## PAGE EXTRACT
════

Acute stress-related sympathetic arousal and GC release supports behavioral, automatic and endocrinological changes which promote energy mobilization including heighted cardiac output, blood pressure, gluconeogenesis, triglyceride levels, and redirection of blood flow to fuel the muscles, heart and the brain 32. Such responses are evolutionarily adaptive and serve to promote an immediate fight-or-flight reaction; activities requiring energy expenditure that may conflict with this response (e.g., food intake, digestion, and reproduction) are typically inhibited. Thus, part of the stereotypical acute stress response includes suppression of appetite and food intake 18. GCs terminates the acute effects of stress on CRF and ACTH via negative feedback signals to the hypothalamus 33; this serves to protect the organism from prolonged, detrimental cortisol exposure. The hypothalamus is also responsive to insulin concentration, which is secreted from the pancreas and is integral to glucose metabolism and glycogenolysis 34, as well as levels of other hormones such as leptin and ghrelin, which are involved with appetite inhibition and promotion respectively. Moreover, GCs alter the expression of a number of hypothalamic neuropeptides, such as CRF, orexigenic neuropeptide Y (NPY), agouti-related peptide, and proopiomelanocortin (POMC), all of which play a role in feeding behaviors 35. Together, these findings indicate the hypothalamus is a critical region in the stress-response circuit as well as in the regulation of feeding and energy balance.

════

## EXPLORE THE MATERIAL
1. Using the stress-response passage, explain why the acute stress response typically suppresses appetite and food intake.
2. Turn the paragraph of the stress-response passage beginning "Acute stress-related sympathetic arousal" into a short bulleted list that keeps its main facts.
3. According to the stress-response passage, which hormone is involved in promoting appetite?
Rely only on the stress-response passage above, not on any outside knowledge.

[Saved data entries]
════

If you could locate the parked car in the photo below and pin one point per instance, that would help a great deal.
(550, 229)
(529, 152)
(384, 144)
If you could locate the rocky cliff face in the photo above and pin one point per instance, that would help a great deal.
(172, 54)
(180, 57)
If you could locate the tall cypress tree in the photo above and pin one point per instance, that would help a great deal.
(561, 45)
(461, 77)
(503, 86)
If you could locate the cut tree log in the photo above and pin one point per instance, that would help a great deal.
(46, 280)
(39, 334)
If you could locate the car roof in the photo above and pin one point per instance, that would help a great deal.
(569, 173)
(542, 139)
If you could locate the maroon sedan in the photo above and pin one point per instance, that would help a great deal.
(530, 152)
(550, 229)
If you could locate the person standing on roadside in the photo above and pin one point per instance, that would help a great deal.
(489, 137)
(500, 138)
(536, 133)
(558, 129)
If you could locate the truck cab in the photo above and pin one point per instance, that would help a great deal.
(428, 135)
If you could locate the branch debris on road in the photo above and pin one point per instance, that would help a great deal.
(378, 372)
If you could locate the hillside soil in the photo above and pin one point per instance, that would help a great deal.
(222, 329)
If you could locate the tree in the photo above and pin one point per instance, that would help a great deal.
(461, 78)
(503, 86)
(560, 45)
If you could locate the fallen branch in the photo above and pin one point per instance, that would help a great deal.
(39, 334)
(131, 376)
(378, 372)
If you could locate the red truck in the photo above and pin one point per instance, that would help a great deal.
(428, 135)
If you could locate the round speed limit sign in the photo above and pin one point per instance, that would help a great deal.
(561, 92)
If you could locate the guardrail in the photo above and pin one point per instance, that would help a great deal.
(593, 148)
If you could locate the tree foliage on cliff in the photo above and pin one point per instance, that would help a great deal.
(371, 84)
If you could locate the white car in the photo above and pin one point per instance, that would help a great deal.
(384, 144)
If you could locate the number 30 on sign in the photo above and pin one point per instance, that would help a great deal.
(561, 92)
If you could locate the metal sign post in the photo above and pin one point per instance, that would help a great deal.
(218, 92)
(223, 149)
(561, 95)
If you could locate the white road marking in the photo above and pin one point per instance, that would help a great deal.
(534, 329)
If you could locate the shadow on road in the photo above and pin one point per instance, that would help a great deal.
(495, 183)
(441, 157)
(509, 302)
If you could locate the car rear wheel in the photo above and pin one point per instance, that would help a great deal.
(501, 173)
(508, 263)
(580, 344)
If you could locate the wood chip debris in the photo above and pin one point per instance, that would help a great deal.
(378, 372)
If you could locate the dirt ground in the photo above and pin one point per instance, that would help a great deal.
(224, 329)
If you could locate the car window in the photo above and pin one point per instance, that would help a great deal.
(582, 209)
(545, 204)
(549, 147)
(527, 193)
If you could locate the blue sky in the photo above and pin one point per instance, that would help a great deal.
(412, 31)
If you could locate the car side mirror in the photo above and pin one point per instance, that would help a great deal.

════

## ANSWERS FOR THE EXERCISE
1. The acute stress response is an evolutionarily adaptive fight-or-flight reaction that mobilizes energy. Activities that require energy expenditure and may conflict with that reaction, such as food intake, digestion, and reproduction, are typically inhibited, so appetite and food intake are suppressed.

2.
- Acute stress-related sympathetic arousal and GC release mobilize energy by raising cardiac output, blood pressure, gluconeogenesis, and triglyceride levels, and by redirecting blood flow to the muscles, heart, and brain.
- These evolutionarily adaptive responses support an immediate fight-or-flight reaction.
- Conflicting energy-using activities such as food intake, digestion, and reproduction are typically inhibited, so appetite and food intake are suppressed.
- GCs end the acute effects of stress on CRF and ACTH through negative feedback to the hypothalamus, protecting the organism from prolonged, detrimental cortisol exposure.
- The hypothalamus also responds to insulin, which is secreted by the pancreas and is central to glucose metabolism and glycogenolysis. It also responds to leptin, which inhibits appetite, and ghrelin, which promotes it.
- GCs alter the expression of hypothalamic neuropeptides involved in feeding, including CRF, NPY, agouti-related peptide, and POMC.
- The hypothalamus is therefore a critical region both in the stress-response circuit and in the regulation of feeding and energy balance.

3. Ghrelin.